• _EXERCISE A_
Summarize the Himalaya thread in three sentences.

# Himalaya



## Fairfield

P&Os first post war liner completed at Barrow in 1948 taken in Tilbury Dock in 1968.


----------



## cockerhoop

*vintage liners*

due to air travel a lot of liners pre-war and post were retired or scapped between 20 and 30 years of age, i find it amusing when i read of people talking of vintage liners from the 50's and 60's. While they class the likes of Sundream, Carousel, Black Watch etc in the modern cruise liner bracket, many of these are approaching 35 years old, and are older than Saga Rose and Caronia. Also reading back to 1967 with the retirement of the old Queen Mary, at just 31 years old, nobody seems to class the QE2 as elderly yet!!!!
thanks
Geoff


----------



## tanker

A very similar of HIMALAYA was CHUSAN built a year later in 1950 a few little
of grt and a few short.


----------



## Doug Rogers

Fairfield said:


> P&Os first post war liner completed at Barrow in 1948 taken in Tilbury Dock in 1968.


Hi,
Great photo, might well have been one of her last visits to Tilbury as it wasnt much longer before the push to Southampton took over. I may well have been on her or about to join again depending when in 68 it was taken.

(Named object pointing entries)

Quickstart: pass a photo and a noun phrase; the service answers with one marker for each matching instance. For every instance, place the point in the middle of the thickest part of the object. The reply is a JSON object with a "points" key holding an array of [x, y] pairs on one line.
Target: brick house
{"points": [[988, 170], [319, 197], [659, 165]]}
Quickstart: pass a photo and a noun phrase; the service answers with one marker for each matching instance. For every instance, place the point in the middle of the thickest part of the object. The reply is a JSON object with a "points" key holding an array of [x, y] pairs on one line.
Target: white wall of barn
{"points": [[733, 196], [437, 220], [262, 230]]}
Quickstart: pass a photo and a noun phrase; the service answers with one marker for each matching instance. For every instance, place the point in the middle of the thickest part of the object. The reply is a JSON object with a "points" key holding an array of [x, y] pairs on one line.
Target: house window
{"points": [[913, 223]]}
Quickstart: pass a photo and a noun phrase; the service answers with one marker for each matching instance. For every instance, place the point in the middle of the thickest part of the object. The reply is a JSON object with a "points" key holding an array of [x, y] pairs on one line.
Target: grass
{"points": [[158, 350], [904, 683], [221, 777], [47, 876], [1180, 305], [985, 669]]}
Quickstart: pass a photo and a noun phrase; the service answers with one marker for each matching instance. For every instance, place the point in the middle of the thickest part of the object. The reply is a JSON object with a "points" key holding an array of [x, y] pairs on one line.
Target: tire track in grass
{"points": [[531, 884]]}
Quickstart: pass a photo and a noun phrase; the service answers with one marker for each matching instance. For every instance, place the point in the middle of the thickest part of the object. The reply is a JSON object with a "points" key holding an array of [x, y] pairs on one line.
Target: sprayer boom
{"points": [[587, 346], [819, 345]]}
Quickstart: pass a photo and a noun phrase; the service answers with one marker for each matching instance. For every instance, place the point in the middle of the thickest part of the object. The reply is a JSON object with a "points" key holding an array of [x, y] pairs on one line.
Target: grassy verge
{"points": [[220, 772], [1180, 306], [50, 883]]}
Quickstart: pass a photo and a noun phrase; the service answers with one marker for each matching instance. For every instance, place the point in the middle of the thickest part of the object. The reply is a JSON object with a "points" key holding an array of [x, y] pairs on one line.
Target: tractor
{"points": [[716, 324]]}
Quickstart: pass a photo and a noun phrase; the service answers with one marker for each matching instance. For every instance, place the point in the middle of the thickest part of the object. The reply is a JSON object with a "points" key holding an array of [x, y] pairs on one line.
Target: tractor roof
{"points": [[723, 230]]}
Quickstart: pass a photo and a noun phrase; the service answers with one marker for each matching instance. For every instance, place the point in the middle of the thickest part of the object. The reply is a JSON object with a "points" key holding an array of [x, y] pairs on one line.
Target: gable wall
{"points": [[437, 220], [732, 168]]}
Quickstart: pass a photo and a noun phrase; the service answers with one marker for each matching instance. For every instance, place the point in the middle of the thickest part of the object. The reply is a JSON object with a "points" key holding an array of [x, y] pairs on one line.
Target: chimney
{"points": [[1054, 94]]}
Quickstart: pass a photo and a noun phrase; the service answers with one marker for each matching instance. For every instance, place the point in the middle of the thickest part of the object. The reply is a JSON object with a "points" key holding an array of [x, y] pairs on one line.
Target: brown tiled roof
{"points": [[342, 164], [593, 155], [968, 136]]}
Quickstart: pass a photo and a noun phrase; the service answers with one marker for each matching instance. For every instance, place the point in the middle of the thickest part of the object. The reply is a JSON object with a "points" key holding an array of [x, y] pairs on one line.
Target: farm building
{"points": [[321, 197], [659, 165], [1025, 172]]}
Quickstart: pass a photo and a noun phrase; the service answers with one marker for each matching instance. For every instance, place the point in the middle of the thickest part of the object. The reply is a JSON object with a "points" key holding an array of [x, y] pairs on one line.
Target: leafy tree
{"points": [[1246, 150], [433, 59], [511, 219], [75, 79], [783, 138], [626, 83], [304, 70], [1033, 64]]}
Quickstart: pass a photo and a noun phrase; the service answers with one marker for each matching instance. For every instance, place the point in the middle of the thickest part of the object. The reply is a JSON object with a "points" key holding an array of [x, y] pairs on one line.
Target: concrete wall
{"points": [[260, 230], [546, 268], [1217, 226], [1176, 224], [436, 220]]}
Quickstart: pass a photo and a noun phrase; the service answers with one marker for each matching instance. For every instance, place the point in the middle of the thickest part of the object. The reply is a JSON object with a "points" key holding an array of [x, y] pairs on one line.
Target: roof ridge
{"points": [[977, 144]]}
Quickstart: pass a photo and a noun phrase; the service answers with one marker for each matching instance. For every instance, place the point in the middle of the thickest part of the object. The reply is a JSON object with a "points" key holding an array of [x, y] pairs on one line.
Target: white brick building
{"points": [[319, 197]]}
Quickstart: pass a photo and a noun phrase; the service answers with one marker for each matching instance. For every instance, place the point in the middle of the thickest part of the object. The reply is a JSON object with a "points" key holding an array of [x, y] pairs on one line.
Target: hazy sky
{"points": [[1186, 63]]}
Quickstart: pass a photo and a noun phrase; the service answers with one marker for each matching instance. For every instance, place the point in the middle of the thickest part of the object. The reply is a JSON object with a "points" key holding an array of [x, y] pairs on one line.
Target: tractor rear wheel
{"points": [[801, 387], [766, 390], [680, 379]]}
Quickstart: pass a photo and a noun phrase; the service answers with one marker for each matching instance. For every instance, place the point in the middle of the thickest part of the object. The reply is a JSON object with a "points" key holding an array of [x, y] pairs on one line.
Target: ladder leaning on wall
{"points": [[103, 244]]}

• _EXERCISE B_
Extract each line of the listing that contains the word "white", matching its case exactly.

• _WORKED ANSWER A_
The thread concerns Himalaya, P&O's first postwar liner, completed at Barrow in 1948 and shown in Tilbury Dock in 1968. One reply notes that air travel led many liners to be retired or scrapped at 20 to 30 years old, and another names Chusan as a very similar ship. A later reply praises the photo and suggests it may show one of her last visits to Tilbury before the push to Southampton took over.

• _WORKED ANSWER B_
Target: white wall of barn
Target: white brick building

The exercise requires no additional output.